- _Passage shown_
↓↓↓

- Born: Vitorio Zaccarini 1 October 1933 Aberdeen, Scotland
- Died: 2 January 1981 (aged 47) Balfron, Scotland
- Occupation: Actor

= Victor Carin =

Scottish actor and director (1933–1981)

Victor Carin (1 October 1933 – 2 January 1981) was a Scottish actor, director, and translator, who wrote for radio, television, film, and the stage.

Carin was born in Aberdeen and grew up in Stonehaven in Kincardineshire. His mother was Scottish and his father was Italian. He took the stage name "Carin" from his birth name Zaccarini. Carin wrote in 1974 that he lived for a time in Italy "just after the war" and that part of his education included translating the works of Italian playwright Carlo Goldoni, as well as French plays, including works by Molière. He trained as an actor in London and returned to Scotland in 1958. He joined the Gateway Theatre Company in 1961 as an actor, giving strong performances as Pantites in Ada F. Kay's The Man from Thermopylae (1961) and in George Bernard Shaw's Pygmalion (1962). He became the company's director of productions in 1963 and remained in that role until the Gateway closed in 1965.

↑↑↑

- _Raw records_
↓↓↓

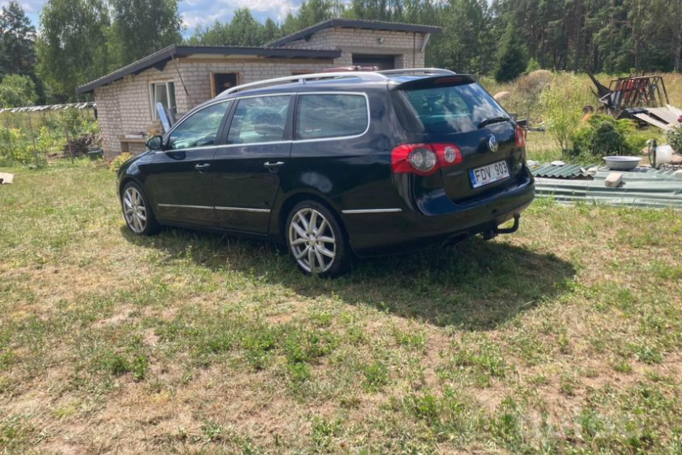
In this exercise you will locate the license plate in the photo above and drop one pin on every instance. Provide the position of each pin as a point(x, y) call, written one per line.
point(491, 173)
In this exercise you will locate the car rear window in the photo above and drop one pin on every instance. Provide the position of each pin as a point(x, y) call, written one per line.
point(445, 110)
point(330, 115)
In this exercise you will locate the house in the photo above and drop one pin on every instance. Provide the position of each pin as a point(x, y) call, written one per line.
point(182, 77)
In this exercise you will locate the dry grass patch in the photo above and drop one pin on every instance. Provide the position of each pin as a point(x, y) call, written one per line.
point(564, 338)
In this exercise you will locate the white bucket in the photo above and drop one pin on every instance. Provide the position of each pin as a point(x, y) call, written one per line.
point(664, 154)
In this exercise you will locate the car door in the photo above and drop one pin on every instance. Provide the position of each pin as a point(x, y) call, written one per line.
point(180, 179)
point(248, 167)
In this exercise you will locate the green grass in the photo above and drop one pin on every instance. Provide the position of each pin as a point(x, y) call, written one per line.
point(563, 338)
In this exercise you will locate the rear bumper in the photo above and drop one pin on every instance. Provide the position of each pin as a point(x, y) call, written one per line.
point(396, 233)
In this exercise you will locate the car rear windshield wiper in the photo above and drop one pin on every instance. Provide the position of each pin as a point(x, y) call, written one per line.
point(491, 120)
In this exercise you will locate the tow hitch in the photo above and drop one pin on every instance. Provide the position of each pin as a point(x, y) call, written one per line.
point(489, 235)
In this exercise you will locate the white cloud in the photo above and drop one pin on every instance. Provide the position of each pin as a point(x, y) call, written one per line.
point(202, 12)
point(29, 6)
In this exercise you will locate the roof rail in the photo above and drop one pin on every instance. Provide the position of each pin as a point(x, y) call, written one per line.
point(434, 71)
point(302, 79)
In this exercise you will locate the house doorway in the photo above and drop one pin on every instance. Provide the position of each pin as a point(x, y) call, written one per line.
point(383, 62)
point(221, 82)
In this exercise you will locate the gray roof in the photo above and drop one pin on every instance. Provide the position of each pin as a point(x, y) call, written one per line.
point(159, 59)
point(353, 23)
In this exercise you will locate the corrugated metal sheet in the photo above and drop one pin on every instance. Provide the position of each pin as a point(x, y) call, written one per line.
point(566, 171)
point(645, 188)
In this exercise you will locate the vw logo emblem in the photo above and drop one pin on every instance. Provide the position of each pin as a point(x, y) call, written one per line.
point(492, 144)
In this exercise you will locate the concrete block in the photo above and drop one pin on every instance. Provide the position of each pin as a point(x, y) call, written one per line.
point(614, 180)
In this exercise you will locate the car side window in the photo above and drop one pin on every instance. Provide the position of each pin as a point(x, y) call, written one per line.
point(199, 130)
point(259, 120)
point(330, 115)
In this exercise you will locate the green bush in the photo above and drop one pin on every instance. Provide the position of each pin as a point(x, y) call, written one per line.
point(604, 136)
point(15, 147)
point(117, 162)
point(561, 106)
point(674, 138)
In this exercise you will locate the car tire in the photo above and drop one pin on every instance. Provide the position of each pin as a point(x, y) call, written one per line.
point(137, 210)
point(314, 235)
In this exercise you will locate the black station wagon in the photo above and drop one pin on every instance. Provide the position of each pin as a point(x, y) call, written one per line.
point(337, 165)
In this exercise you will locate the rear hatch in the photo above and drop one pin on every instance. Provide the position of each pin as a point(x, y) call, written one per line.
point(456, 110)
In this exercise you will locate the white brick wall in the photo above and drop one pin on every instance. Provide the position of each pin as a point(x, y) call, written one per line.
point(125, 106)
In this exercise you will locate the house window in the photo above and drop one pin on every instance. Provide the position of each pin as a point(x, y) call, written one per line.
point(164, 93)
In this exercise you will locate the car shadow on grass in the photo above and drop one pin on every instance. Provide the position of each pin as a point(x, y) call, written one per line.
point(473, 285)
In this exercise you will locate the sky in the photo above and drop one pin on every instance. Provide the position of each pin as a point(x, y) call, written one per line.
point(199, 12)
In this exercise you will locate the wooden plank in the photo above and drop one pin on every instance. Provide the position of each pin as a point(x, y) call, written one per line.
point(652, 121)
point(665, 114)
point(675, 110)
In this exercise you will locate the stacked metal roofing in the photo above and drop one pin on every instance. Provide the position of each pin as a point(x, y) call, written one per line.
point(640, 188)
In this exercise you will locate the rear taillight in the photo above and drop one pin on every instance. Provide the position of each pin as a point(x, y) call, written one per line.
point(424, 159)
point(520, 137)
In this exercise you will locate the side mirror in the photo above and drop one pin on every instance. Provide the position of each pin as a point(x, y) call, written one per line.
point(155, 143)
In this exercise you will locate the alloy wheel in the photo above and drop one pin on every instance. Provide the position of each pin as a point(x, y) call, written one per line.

↑↑↑

- _Required work_
A. From the Victor Carin biography, quote everything from "- Born: Vitorio" down to "and the stage.".
B. Render the sentence "He trained as an actor in London and returned to Scotland in 1958." from the Victor Carin biography in French.

- _Worked solutions_
A.
- Born: Vitorio Zaccarini 1 October 1933 Aberdeen, Scotland
- Died: 2 January 1981 (aged 47) Balfron, Scotland
- Occupation: Actor

= Victor Carin =

Scottish actor and director (1933–1981)

Victor Carin (1 October 1933 – 2 January 1981) was a Scottish actor, director, and translator, who wrote for radio, television, film, and the stage.

B. Il a suivi une formation d'acteur à Londres et est revenu en Écosse en 1958.